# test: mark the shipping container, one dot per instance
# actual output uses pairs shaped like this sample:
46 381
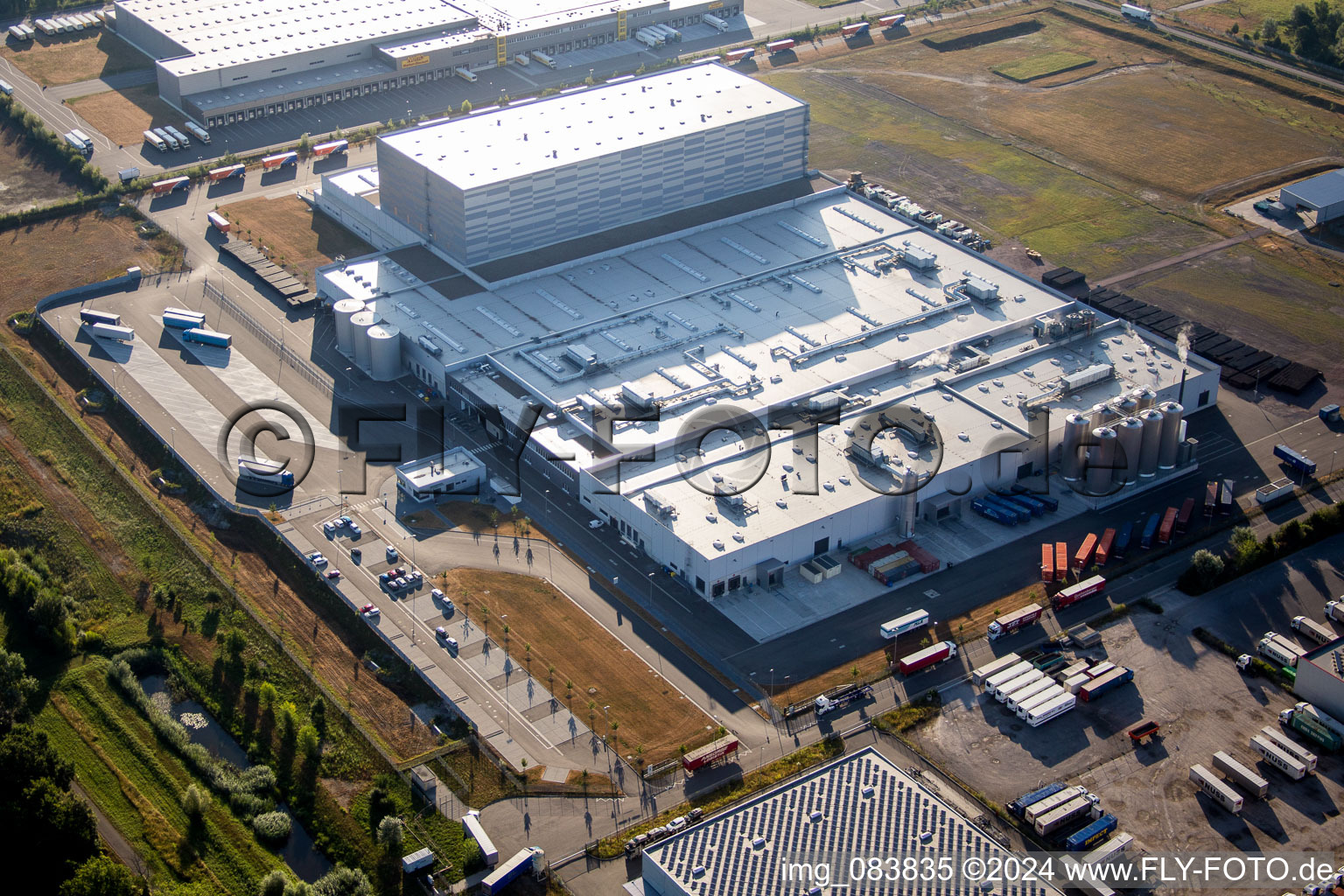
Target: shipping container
1066 815
1100 685
472 828
280 160
1053 802
92 316
1216 788
113 332
226 172
522 863
928 657
1092 836
1150 535
1241 775
1168 527
1276 757
983 673
1075 592
1018 806
1013 685
207 338
1010 622
332 147
710 754
1187 511
1038 717
900 625
1294 461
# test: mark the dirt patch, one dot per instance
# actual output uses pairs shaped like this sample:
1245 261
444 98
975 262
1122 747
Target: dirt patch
651 712
296 236
122 116
82 248
27 182
66 60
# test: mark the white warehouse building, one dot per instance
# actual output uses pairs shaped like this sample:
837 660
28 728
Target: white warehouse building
741 386
231 60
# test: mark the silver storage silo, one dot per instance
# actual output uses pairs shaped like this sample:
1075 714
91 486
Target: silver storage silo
385 352
359 324
1130 437
1070 458
1152 421
344 332
1101 458
1170 451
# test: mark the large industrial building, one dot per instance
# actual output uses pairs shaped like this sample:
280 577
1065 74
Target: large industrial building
228 60
1320 679
816 833
741 386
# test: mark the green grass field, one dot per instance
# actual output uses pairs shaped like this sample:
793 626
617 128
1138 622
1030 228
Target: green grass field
138 786
1043 66
1070 218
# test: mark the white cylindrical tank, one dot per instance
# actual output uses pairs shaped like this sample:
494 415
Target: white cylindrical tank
385 352
1152 421
359 324
1101 457
1130 437
1070 458
1170 449
344 333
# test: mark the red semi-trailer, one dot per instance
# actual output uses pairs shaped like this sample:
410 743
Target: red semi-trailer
1108 537
1085 552
1073 594
928 657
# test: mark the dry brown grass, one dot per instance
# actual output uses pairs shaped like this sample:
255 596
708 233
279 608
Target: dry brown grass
122 116
298 238
648 710
82 248
67 60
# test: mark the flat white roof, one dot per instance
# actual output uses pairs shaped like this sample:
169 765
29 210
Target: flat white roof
476 150
220 34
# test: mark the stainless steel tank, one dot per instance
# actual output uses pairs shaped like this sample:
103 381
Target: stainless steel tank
385 352
1101 458
344 332
1071 458
359 324
1152 421
1170 449
1130 437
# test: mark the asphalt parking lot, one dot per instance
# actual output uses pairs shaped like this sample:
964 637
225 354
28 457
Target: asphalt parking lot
1201 704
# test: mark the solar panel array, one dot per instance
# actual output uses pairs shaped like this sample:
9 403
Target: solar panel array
855 808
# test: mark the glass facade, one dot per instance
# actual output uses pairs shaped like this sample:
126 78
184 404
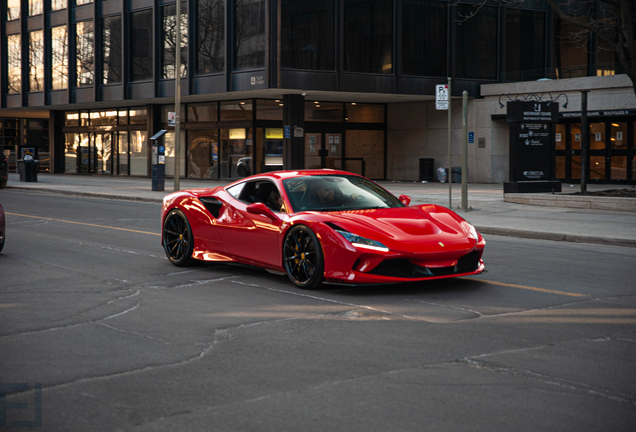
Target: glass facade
250 40
111 50
368 36
14 64
169 38
477 36
13 9
140 46
59 58
35 7
59 4
569 54
36 61
424 34
210 32
307 34
525 45
84 54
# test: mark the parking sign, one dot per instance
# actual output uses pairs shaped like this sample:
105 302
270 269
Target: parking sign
441 97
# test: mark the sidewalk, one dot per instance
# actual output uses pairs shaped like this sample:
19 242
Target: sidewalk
487 209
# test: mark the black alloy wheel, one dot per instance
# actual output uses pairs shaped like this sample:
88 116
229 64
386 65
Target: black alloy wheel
302 257
177 238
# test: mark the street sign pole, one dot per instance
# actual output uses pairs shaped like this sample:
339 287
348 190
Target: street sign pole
449 177
177 101
464 150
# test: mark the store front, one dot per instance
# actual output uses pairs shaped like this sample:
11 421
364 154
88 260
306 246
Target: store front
612 147
226 140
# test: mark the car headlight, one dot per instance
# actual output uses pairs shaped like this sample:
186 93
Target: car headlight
362 242
470 230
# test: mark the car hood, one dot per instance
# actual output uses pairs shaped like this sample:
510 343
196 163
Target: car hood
407 228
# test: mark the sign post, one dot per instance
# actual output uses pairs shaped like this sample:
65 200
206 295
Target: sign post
442 102
531 143
464 150
177 100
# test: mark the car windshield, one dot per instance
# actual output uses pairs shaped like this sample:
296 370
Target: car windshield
337 193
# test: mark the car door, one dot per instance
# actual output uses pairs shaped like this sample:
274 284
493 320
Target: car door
253 238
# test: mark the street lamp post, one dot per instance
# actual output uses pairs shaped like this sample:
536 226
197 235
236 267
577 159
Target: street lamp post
177 101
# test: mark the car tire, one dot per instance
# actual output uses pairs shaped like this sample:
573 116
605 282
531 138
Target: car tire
303 258
178 241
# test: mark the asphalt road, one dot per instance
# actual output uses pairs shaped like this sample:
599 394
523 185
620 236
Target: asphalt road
121 340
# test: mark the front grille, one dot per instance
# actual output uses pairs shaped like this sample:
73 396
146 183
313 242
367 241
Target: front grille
405 269
468 263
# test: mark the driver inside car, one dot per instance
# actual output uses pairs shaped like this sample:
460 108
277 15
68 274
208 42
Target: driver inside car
327 195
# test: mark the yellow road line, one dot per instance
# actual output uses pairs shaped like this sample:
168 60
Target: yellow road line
83 223
530 288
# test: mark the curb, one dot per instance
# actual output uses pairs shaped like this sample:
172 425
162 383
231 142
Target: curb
89 194
507 232
573 201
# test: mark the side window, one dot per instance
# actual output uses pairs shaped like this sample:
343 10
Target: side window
235 191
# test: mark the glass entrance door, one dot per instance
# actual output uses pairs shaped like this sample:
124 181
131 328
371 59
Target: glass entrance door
609 152
103 162
323 150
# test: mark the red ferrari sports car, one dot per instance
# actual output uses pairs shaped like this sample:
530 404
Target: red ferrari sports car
320 226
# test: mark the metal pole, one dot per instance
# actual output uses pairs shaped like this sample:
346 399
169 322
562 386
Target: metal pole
585 142
449 176
177 101
465 150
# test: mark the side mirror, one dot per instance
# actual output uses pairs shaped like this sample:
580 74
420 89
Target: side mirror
405 199
262 209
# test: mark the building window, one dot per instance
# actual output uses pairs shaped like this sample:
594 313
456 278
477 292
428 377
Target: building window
111 50
59 4
236 110
210 36
250 34
424 40
368 36
569 51
525 45
14 64
205 112
140 46
308 34
169 38
35 7
13 9
476 42
84 53
36 61
59 58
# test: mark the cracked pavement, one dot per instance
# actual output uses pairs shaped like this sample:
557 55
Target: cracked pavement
123 341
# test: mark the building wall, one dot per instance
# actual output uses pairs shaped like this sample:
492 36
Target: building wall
417 130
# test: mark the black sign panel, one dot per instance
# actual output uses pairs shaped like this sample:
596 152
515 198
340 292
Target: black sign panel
536 112
530 151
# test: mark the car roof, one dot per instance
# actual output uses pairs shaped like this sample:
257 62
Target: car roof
285 175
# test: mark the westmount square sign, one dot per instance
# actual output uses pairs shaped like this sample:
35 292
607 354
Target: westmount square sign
608 113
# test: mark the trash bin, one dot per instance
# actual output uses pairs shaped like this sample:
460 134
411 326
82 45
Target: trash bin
456 174
28 168
427 169
441 175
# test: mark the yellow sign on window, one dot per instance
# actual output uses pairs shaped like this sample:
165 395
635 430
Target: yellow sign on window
237 133
274 133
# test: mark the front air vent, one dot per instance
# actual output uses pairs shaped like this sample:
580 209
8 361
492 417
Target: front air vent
468 263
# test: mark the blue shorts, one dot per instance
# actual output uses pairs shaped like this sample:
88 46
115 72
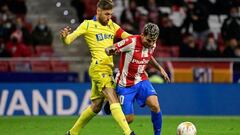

════════

- **Description of the task**: Repeat word for word the lines above that run from the line containing "# test: mark the curb, one dot per instance" through the line containing "# test: mark the cracked", both ends included, and nothing else.

- **Solution**:
# test: mark the curb, one dot per instance
# actual output uses pairs shaped like this sample:
172 425
162 383
231 142
Target: curb
89 194
507 232
573 201
# test: mark the side window, one dot per instance
# actual output uses pairs shaped like this sample:
343 10
Target: side window
235 191
# test: mark the glass entrance door, one dot per instance
# actual output uses pairs shaped like this sample:
124 181
131 328
371 59
Target: glass entrance door
609 152
103 162
323 150
# test: mark the red ferrari sports car, one dot per instance
# actual output uses pairs shaped like this sample:
530 404
Target: red ferrari sports car
320 226
# test: mark the metal pole, one dot per instance
# actual output uses pairs shaped like this sample:
346 399
169 322
562 386
Target: metal pole
585 142
449 176
177 101
465 150
# test: mark the side mirror, one dot per instance
# actual output uses pairs shaped like this sample:
580 74
420 89
Target: side mirror
405 199
262 209
# test: mark the building window, one dot per instance
# actual output uses pairs shaped like this sample:
594 313
456 278
477 292
428 377
Target: building window
111 50
59 4
236 110
210 36
250 34
424 40
368 36
569 51
525 45
14 64
205 112
140 46
308 34
169 38
35 7
13 9
476 42
84 53
36 61
59 58
# test: mark the cracked pavement, one dot per instance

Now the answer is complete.